»»
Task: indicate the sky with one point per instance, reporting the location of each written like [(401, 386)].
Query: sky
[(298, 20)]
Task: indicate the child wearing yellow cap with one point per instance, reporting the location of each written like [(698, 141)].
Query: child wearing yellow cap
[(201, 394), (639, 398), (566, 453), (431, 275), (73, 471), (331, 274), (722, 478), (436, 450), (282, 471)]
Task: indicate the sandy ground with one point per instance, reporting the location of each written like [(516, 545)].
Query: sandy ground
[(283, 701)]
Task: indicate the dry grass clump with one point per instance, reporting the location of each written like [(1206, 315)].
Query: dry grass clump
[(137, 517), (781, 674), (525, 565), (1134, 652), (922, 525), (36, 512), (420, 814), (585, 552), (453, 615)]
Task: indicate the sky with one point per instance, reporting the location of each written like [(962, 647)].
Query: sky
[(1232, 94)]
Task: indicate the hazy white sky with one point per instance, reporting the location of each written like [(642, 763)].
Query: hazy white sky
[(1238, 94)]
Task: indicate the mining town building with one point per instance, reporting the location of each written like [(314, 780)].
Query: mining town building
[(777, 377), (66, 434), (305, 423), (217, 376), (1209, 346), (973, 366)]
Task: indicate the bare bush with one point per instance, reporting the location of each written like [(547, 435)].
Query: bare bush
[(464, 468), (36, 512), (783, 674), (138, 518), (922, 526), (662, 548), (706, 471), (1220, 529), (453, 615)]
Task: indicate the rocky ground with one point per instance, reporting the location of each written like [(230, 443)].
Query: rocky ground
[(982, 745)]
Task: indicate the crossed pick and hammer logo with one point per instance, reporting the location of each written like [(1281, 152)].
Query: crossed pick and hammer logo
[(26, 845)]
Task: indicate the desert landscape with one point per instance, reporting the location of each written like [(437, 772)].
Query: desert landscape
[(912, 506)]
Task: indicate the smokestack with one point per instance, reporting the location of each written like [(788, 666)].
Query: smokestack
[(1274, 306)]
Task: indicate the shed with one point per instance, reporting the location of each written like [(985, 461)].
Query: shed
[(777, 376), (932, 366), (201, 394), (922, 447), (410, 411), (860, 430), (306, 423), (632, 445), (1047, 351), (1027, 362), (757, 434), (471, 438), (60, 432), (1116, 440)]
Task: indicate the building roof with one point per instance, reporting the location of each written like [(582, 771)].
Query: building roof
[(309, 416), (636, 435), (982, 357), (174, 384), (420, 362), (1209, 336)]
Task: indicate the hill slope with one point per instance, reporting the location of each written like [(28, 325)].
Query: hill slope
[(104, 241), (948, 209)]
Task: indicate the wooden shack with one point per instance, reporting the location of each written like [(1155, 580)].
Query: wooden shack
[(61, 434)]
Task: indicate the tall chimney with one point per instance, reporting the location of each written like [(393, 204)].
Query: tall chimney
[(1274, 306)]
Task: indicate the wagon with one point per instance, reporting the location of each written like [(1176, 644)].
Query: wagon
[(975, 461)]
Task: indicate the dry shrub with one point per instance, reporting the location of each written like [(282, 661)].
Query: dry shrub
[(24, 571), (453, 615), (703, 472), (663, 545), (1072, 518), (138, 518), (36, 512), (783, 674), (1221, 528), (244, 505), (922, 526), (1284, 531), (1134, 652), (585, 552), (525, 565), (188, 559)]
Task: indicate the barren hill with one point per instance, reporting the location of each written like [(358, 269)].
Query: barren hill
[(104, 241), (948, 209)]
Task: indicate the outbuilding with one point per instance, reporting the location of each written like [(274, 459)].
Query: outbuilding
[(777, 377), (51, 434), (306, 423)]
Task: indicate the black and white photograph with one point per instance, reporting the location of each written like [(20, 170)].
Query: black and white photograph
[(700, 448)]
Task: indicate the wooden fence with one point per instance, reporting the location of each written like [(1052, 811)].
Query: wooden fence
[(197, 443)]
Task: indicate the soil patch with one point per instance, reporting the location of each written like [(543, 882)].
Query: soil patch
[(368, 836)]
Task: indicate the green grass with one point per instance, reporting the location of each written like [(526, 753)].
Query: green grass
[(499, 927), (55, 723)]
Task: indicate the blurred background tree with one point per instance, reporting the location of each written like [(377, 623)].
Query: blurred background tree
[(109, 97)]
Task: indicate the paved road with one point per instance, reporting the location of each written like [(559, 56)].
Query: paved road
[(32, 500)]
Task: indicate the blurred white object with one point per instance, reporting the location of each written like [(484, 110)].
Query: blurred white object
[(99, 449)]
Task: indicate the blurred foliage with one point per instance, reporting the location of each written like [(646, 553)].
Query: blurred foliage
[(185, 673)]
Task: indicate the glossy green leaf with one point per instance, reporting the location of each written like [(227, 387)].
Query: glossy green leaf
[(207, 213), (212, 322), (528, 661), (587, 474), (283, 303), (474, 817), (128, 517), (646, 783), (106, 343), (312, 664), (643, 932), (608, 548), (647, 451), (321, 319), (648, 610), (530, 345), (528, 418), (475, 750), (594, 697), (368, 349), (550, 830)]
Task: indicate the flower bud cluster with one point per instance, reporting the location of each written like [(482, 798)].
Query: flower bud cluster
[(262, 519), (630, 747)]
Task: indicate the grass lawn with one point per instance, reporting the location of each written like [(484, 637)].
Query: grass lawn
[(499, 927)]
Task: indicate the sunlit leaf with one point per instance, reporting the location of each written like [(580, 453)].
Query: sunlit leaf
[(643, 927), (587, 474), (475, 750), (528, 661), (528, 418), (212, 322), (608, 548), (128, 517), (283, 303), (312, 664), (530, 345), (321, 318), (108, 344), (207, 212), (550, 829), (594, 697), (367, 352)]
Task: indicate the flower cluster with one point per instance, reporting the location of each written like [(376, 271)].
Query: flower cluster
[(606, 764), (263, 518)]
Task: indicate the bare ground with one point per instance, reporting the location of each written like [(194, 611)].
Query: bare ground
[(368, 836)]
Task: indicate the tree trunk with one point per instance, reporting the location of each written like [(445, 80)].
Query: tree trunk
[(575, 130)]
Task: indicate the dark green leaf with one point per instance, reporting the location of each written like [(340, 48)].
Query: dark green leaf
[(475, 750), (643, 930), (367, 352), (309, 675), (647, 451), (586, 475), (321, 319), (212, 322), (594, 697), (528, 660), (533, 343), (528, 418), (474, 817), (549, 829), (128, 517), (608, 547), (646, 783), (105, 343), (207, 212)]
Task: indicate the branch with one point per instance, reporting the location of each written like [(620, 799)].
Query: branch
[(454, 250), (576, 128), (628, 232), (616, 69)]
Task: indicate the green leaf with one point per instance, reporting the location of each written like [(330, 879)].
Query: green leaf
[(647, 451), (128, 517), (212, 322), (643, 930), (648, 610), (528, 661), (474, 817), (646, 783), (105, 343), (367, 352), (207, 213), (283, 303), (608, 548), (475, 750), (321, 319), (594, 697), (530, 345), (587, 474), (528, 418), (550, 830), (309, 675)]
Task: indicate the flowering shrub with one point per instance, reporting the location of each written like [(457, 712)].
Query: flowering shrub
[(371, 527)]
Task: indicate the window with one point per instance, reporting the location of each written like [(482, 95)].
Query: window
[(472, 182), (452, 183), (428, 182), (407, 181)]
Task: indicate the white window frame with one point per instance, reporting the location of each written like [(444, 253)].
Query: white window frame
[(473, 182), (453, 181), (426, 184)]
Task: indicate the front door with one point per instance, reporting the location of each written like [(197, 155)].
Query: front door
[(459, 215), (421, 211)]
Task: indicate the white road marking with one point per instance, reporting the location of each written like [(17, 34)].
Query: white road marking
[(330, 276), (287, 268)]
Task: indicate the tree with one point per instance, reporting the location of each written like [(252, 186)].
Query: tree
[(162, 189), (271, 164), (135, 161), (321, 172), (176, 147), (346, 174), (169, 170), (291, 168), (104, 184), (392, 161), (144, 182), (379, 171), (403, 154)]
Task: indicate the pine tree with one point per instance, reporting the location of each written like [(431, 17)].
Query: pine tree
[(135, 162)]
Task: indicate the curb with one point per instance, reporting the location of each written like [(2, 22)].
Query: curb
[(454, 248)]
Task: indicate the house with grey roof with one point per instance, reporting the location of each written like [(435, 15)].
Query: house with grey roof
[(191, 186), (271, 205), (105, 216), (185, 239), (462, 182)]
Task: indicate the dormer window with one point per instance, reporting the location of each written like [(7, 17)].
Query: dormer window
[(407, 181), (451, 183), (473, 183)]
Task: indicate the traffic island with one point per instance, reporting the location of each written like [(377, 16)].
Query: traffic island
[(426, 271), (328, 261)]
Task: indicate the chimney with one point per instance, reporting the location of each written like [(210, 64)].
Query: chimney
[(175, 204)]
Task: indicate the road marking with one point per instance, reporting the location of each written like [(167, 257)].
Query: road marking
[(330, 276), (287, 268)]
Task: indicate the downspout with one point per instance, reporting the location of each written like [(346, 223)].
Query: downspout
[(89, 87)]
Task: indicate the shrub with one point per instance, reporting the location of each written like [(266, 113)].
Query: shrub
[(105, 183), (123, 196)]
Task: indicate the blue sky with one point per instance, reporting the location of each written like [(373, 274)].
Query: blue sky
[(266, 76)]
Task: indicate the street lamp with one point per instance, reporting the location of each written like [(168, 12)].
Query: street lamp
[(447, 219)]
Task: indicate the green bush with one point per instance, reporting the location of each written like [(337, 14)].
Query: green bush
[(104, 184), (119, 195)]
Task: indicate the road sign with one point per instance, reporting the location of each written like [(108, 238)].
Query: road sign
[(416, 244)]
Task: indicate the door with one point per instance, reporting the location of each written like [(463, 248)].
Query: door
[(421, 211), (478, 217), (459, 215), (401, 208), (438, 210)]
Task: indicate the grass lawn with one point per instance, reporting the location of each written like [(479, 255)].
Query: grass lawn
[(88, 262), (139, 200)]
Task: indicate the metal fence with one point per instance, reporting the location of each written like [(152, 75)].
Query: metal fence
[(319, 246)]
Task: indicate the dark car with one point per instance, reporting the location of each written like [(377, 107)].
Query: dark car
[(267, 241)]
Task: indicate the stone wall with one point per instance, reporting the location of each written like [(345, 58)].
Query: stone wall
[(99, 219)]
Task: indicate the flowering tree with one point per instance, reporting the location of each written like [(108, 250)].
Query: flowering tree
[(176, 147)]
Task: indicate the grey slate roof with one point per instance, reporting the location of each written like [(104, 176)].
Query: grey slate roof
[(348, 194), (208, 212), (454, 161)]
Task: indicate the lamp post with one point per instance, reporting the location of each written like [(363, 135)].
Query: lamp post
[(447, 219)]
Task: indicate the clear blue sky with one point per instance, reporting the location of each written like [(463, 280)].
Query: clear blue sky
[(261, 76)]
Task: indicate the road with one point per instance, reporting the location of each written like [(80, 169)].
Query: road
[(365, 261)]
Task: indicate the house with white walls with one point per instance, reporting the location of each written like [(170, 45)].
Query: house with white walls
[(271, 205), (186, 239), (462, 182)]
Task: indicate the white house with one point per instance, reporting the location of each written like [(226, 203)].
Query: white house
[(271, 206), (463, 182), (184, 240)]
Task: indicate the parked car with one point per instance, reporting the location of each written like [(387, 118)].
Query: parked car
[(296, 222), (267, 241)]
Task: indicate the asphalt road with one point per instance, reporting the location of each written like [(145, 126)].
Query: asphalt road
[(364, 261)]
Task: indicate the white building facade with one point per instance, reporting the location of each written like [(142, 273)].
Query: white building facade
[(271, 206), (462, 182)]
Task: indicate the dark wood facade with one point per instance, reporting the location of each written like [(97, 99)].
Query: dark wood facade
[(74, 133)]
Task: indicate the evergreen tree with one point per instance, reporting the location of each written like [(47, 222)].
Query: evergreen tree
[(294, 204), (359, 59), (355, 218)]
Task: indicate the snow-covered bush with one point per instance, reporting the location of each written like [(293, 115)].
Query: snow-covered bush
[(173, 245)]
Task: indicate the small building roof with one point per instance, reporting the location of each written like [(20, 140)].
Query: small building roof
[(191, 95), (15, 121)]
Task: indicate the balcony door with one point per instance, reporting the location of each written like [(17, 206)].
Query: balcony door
««
■ What the exercise asks
If a line in the entries above contains "balcony", include it in the count, then report only the total.

■ Solution to this problem
2